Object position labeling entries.
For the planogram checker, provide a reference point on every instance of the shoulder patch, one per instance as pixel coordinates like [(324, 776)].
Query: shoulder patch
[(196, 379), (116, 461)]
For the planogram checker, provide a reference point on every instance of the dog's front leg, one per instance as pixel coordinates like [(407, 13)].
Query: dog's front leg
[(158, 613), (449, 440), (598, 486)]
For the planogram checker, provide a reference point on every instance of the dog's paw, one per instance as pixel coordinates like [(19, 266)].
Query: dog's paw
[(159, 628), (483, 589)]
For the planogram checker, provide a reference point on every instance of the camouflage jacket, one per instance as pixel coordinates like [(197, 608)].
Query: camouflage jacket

SHORT PROBLEM.
Copy out every item above word for word, leaving nothing out and changing nothing.

RESULT FOR THIS TASK.
For the planogram checker, provide a reference point on every instance of the shoulder patch, one per instance as pixel coordinates like [(324, 776)].
Query: shoulder patch
[(196, 379), (116, 461)]
For the planogram checker, provide a reference point on every instance of the dog's front leg, one per instance as pixel coordinates like [(407, 13)].
Query: dog's front leg
[(158, 613), (449, 440), (598, 486)]
For the planogram checker, provide a reference point on every instance of the dog's paw, one per instance as pixel coordinates like [(19, 266)].
Query: dog's paw
[(159, 628), (483, 589)]
For the planogram checker, provide a reference point on every instance of the camouflage jacket, one per instance as pixel coordinates like [(197, 608)].
Query: camouflage jacket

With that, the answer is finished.